-- Start of ENTRIES PROVIDED --

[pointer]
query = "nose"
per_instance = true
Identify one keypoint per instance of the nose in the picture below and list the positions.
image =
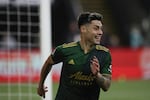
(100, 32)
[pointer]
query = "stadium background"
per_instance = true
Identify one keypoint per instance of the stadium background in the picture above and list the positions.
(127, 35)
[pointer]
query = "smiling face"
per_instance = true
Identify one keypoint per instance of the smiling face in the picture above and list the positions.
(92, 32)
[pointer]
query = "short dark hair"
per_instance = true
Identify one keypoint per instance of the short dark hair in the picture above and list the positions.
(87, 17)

-- End of ENTRIES PROVIDED --
-- Start of ENTRIES PROVIDED --

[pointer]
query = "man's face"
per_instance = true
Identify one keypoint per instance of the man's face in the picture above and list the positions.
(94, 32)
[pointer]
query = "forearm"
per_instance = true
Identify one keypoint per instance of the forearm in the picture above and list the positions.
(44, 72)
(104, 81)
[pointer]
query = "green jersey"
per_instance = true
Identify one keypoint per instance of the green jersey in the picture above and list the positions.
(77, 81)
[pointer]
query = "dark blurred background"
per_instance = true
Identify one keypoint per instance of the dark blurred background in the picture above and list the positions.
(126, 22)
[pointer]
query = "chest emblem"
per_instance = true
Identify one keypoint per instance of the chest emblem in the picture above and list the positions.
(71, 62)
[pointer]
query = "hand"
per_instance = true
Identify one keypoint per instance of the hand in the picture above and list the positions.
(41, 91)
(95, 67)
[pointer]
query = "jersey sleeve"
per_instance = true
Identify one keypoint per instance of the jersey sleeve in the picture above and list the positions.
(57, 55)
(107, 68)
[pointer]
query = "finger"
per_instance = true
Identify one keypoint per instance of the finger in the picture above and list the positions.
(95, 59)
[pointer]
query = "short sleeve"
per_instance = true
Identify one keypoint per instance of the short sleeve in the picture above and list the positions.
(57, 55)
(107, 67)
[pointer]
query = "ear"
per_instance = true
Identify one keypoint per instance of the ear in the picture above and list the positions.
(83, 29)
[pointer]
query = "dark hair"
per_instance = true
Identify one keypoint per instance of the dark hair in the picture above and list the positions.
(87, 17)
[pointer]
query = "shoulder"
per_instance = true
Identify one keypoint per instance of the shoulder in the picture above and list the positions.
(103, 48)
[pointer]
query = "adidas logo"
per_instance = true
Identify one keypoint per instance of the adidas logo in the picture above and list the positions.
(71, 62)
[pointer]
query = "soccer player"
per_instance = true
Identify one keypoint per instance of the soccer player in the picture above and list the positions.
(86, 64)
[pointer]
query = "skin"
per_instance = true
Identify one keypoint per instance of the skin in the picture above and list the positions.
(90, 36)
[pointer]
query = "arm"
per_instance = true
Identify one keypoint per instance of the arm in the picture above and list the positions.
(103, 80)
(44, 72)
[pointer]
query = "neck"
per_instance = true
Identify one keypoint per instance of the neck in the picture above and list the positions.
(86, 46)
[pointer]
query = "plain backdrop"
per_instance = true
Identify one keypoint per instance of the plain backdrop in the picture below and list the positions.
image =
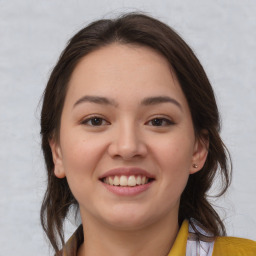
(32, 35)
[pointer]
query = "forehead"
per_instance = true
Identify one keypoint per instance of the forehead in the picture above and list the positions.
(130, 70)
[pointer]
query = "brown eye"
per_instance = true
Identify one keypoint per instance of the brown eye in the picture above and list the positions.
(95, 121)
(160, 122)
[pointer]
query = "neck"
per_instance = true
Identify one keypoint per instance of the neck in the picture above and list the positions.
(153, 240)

-- End of ENTRIES PROVIDED --
-- Start of ENTRIES PROVIDED --

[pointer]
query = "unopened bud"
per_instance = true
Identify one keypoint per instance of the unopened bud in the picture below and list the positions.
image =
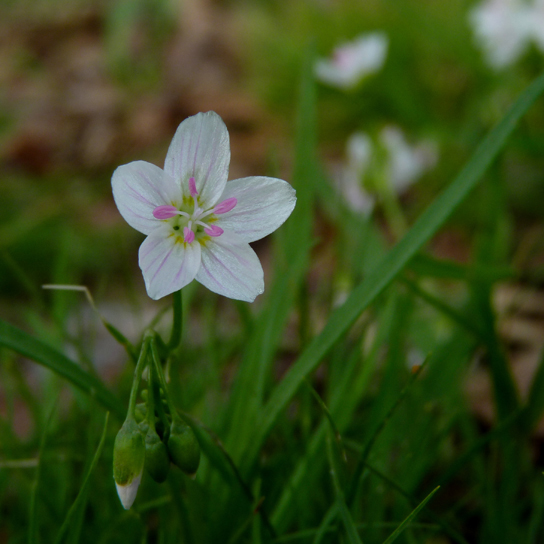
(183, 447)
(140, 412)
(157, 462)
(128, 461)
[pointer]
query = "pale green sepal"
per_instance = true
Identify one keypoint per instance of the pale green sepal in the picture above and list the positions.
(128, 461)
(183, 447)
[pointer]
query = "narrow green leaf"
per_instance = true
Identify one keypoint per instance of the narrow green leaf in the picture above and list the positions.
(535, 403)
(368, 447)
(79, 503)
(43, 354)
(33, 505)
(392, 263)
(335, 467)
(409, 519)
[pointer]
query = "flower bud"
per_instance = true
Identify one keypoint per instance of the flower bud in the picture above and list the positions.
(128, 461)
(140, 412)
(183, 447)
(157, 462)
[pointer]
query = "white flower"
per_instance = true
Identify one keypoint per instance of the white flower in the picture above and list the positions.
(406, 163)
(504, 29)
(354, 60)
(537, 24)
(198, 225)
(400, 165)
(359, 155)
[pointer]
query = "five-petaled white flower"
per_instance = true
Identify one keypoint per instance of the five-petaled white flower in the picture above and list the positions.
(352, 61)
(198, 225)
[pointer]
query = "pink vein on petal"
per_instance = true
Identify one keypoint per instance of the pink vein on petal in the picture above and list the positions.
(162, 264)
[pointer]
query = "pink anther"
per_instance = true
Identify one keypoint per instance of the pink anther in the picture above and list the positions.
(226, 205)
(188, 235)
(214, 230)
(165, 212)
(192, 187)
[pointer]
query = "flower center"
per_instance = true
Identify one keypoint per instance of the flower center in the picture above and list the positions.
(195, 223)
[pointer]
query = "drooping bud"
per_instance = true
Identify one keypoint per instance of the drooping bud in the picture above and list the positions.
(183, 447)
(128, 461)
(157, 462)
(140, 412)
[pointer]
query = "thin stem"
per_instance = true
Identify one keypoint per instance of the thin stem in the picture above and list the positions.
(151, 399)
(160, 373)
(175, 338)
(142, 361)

-- End of ENTRIES PROVIDED --

Which lines above contain the word "center"? Pick them out and copy each one in full.

query = "flower center"
Identify one keypoint per instance of the flower center in the picture above and list the positions.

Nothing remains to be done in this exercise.